§ **Task details**
Set down every entry word for word. Omit the pictures.

§ **Source data**
↓
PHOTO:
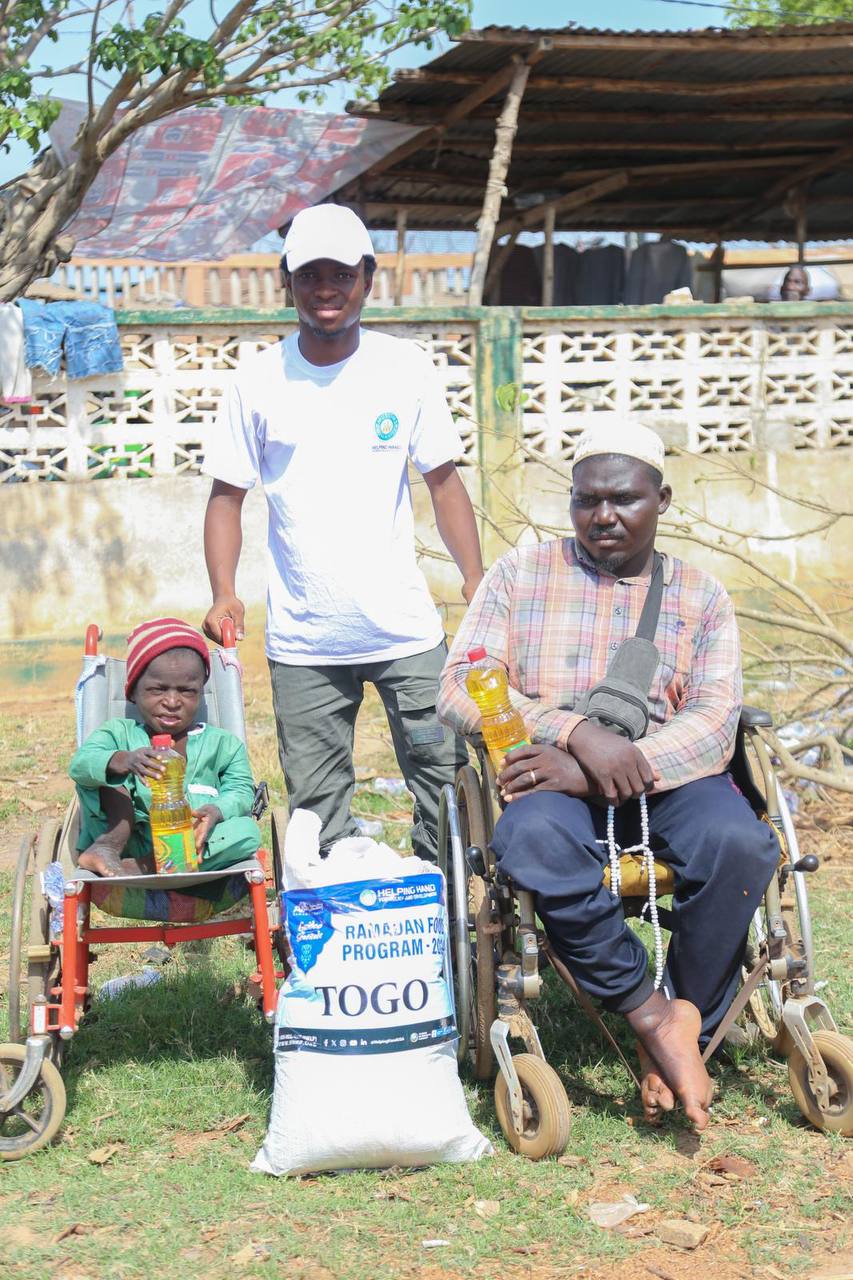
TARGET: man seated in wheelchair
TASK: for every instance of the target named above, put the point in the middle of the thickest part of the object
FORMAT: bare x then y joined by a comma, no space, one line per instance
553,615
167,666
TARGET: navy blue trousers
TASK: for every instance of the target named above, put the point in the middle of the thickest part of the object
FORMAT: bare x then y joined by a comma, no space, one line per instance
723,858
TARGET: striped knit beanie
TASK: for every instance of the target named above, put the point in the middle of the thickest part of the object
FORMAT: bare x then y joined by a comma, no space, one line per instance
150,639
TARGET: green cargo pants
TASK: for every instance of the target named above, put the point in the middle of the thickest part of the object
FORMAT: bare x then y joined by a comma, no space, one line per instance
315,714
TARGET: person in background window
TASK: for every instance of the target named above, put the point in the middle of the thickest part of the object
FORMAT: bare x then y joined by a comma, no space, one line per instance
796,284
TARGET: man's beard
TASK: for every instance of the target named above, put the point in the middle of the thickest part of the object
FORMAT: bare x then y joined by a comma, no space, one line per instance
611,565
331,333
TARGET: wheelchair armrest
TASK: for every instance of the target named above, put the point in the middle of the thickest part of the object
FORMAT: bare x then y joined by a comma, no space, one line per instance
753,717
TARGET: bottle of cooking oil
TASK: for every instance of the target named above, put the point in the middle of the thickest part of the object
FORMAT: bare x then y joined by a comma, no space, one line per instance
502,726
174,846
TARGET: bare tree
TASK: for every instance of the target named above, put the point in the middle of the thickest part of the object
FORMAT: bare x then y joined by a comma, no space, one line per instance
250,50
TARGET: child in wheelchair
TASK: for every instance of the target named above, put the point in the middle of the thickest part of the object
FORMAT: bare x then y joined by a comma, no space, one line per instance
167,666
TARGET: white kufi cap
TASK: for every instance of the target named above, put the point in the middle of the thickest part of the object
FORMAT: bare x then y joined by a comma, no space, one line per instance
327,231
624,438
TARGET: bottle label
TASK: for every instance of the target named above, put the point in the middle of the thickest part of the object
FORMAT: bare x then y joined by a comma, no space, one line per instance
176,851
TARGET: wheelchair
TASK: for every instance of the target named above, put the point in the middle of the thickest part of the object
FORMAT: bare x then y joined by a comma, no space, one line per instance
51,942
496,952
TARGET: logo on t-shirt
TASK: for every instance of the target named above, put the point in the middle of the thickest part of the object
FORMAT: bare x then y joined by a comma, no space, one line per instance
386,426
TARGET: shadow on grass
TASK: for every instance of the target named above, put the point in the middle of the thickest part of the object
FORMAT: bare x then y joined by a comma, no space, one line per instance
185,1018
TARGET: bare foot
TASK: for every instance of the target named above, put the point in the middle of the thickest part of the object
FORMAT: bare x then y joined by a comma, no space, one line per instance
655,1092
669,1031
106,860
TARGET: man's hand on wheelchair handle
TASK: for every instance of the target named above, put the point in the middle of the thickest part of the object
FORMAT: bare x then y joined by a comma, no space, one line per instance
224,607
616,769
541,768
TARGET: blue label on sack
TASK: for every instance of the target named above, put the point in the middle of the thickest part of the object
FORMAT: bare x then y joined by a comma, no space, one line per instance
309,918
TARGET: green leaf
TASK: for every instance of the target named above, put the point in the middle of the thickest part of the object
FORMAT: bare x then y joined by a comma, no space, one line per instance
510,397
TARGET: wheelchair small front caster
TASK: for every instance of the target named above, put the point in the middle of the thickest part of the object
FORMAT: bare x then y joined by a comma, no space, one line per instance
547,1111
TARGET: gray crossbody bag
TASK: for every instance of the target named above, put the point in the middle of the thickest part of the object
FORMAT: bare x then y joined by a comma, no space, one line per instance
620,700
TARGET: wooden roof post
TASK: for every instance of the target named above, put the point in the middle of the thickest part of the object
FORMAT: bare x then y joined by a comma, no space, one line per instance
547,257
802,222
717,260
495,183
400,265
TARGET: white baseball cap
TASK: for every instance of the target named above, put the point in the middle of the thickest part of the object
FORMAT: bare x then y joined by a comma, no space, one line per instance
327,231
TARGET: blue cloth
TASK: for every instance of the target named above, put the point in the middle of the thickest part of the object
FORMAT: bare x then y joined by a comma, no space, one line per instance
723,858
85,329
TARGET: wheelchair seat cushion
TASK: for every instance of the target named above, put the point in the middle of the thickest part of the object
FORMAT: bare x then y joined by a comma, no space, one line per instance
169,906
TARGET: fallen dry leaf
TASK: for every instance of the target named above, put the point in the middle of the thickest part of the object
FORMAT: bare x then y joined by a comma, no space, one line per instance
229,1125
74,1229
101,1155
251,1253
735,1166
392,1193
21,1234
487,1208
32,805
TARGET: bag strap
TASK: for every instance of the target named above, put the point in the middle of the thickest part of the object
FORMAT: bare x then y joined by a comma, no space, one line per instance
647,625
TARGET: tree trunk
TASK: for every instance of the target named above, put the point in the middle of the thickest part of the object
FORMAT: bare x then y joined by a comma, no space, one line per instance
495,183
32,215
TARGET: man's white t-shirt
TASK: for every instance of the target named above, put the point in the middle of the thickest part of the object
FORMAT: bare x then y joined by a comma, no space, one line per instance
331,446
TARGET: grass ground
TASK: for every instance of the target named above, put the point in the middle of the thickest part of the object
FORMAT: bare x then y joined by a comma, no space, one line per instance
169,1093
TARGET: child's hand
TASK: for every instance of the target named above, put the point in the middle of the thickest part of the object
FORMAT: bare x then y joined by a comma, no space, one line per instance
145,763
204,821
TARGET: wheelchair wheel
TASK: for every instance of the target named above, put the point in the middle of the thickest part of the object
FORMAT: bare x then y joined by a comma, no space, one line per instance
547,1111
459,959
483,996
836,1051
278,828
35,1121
↑
§ **Result for this exercise**
PHOTO:
TARGET: man seated in wheelchair
TASK: for every instance of the target named above, put the point in the middle of the thickest part of the object
FORMAT: bare x then y joined by a comma, no space, one line per instance
553,615
167,666
TARGET: navy blue trousers
TASK: for every instance of the target named above, put the point in the middle of the thickest part of the object
FORMAT: bare x then y joined by a comma, no space, one line per instance
723,858
TARGET: striped knit beanie
TASK: for every instance of the target named above, put the point in the middle of the thickest part of the object
FORMAT: bare x then y joined by a comma, no space, one line per instance
150,639
TARGET: green cargo pants
TASK: for every instance of the target named above, put the point in the middle of the thickest part of the object
FORMAT: bare x then y joined by a comma, no space, one line per instance
315,714
TARGET: person in background window
TASK: for every instance of the target named above, put the point in the middle of the thickest part of the object
FORMAT: bare x then y joined by a comma, no space, one line per instance
796,284
TARGET: man's beard
TASK: for every instance of the target named above, put the point in the middle of the thickest part of the object
FORMAT: bare x then y joined by a comma, no space, one line per instance
611,565
331,333
TARGET: wheelchair armrest
TASK: for every instance of the target named above, put the point in the middle of the thickest part of the object
FORMAT: bare x then y joined by a comma, no space, one line per instance
753,717
TARGET: bottle of cooking oil
TASK: for every instance of the target named above, put the point in the middle of the thickest part of the object
FORMAT: bare x then y joined by a comma, no space, one line per instance
502,726
174,846
TARGET: bare tree
TASK: for every instance of the target named above, put the point in the middle of the thickest part of the object
FORMAT: bare x then y joined by a comma, no space, one line per instance
250,50
TARGET: child in wheelchair
TASK: for every instance of the target named above, put the point in the middle of the thickest part of the object
FORMAT: bare x then y joined by a comma, no space, one line per instance
167,666
TARGET: white kufi cap
TASK: for every instance of the target named above, put the point in the middle of the thickest part of the object
FORMAT: bare x then y joined by a comma, no space, one line per instance
327,231
624,438
TARGET: bottle label
TASK: for every instance of the target named above, put the point in the middle of the thickest part of the object
FORMAT: bare x then y joined by a comma, no space, one line per instance
176,851
TARGET: wheelchair
TASK: for every instance of the target named above, put the point in the middle of the thickest part of the object
FORMAT: bare x then y joined by a comma, no space, one line per instance
51,942
496,952
TARGET: logo on t-shirt
TASK: for every instance of the target named above, put the point in the middle of the thickest part of the object
FORMAT: bare x then y joined by a comma, no space, one line per instance
386,426
TARGET: shadow on grass
TASK: for every instance of the target named above, put the point in the middle of the thickest part of the object
FORMAT: bare x then y joined by a comma, no space, one line per instance
185,1018
TARGET: bare foot
TASK: for every instance of the target named above, put the point in the middle of the thickest part of the object
FORMAT: bare x then y joined by a comma, no space, one line per instance
655,1092
669,1031
106,860
TARGET: man's hand on wheelchair handle
TASK: for every instance of the target named above, put the point in the middle of the thickest part of the object
FORMAT: bare x then y joined by a comma, no space, one line per instance
224,607
616,769
541,768
TARGET: blue label on sack
TASK: for every instance of the target named above, put the point in the middle of the thickest part of the object
FORMAT: bare x then y joined by a comma, no space, one line per instance
309,918
TARGET: green leaf
TASK: for every instance of the target named above, put the point in the middle of the thickest part of the object
FORMAT: bare x then y joined by a comma, no space, one line per instance
510,397
TARGET: wheelchair small front caster
TASK: for every instance of the target named above, put the point in the middle of the thickest part of the object
FORMAT: bare x then y joined by a comma, no space, one line per instance
547,1111
TARGET: gray crossbody bag
TASK: for every instance of the target named above, put the point in the middle of the thickest part of the object
FORMAT: bare x then y joined by a comma, no space, one line per instance
620,700
TARGET: wooden roof post
TASK: for every instance of the target named above, put the point in the middle of the thickest part of the object
FORMAT: bare x then y joined by a comma, no space, one line per instance
547,257
802,222
717,260
495,183
400,265
TARGET: white baseball cap
TASK: for every instance of the target named above, put the point in the middle of the thickest part of the object
FORMAT: bare x then y joined by a comma, no space, one line per instance
327,231
TARGET: blue cloth
TASK: for every instance of the target named above, put the point in the middle of the thickest part of the object
FORMAT: bare x then y joined by a comma, no space, one line per instance
723,858
85,329
TARGET: wheelchair seat cushion
TASK: for every instance of the target named above, put the point in the middle of the thickest part of the object
FORMAT: bare x then y joined by a comma, no space, one line per instance
169,906
TARGET: fallen dry leaf
TASK: for every instance of the target named above, put the point in the middle of the thickest part of the object
FORMAT: bare x then y joined by a comma, no space, one line per instance
229,1125
74,1229
101,1155
251,1253
735,1166
392,1193
21,1234
487,1208
32,805
TARGET: bag strap
TASK: for every instance of the target named above, put the point in the middle of the thickest part of the object
FORMAT: bare x then y joined by a comma, no space, one line per instance
647,625
TARGET: tree trunk
TASK: for every instance of the target named above, put the point in the middle of the thickest part of the object
FORMAT: bare x then y joined by a comma, no space, one line per instance
495,183
32,215
TARGET: man's white t-shirt
TASK: for every instance of the target named above, put the point in the middle of the thickest part of the object
FORMAT: bare x then y joined by a comma, no space, one line per instance
331,446
TARGET: grass ground
TASK: for every instance of the target named above, put the point in the middle of the thickest part of the object
FORMAT: bare x then y joined by a comma, no space, one line per instance
169,1093
TARGET: child's hand
TASK: for every instance of the target named above, put the point in the middle of the thickest part of the object
FORMAT: bare x then y joined by a comma, no space, one line per instance
145,763
204,821
TARGET: wheelchair wheel
TASK: for every instance of the target named above, put the point in the middle of the thickest part of the object
FORMAT: bare x then y joined by a comma, no space, one line per instance
547,1111
459,959
483,996
836,1051
278,828
35,1121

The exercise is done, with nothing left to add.